(Saved data entries)
* * *
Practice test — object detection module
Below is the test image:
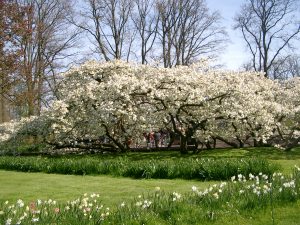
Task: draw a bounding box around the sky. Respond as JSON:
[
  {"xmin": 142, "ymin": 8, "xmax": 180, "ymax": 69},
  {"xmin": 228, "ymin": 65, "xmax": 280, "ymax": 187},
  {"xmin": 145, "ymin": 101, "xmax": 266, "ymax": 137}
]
[
  {"xmin": 76, "ymin": 0, "xmax": 299, "ymax": 71},
  {"xmin": 206, "ymin": 0, "xmax": 249, "ymax": 69},
  {"xmin": 76, "ymin": 0, "xmax": 249, "ymax": 70}
]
* * *
▶ Work request: Write out the entries again, word for word. No images.

▶ Solution for this exercise:
Practice test — object detection module
Below is the test image:
Task: draw a bounding box around the sky. Respond as JSON:
[
  {"xmin": 142, "ymin": 8, "xmax": 180, "ymax": 69},
  {"xmin": 228, "ymin": 65, "xmax": 280, "ymax": 187},
  {"xmin": 145, "ymin": 101, "xmax": 266, "ymax": 137}
]
[
  {"xmin": 76, "ymin": 0, "xmax": 299, "ymax": 71},
  {"xmin": 206, "ymin": 0, "xmax": 249, "ymax": 69},
  {"xmin": 76, "ymin": 0, "xmax": 249, "ymax": 70}
]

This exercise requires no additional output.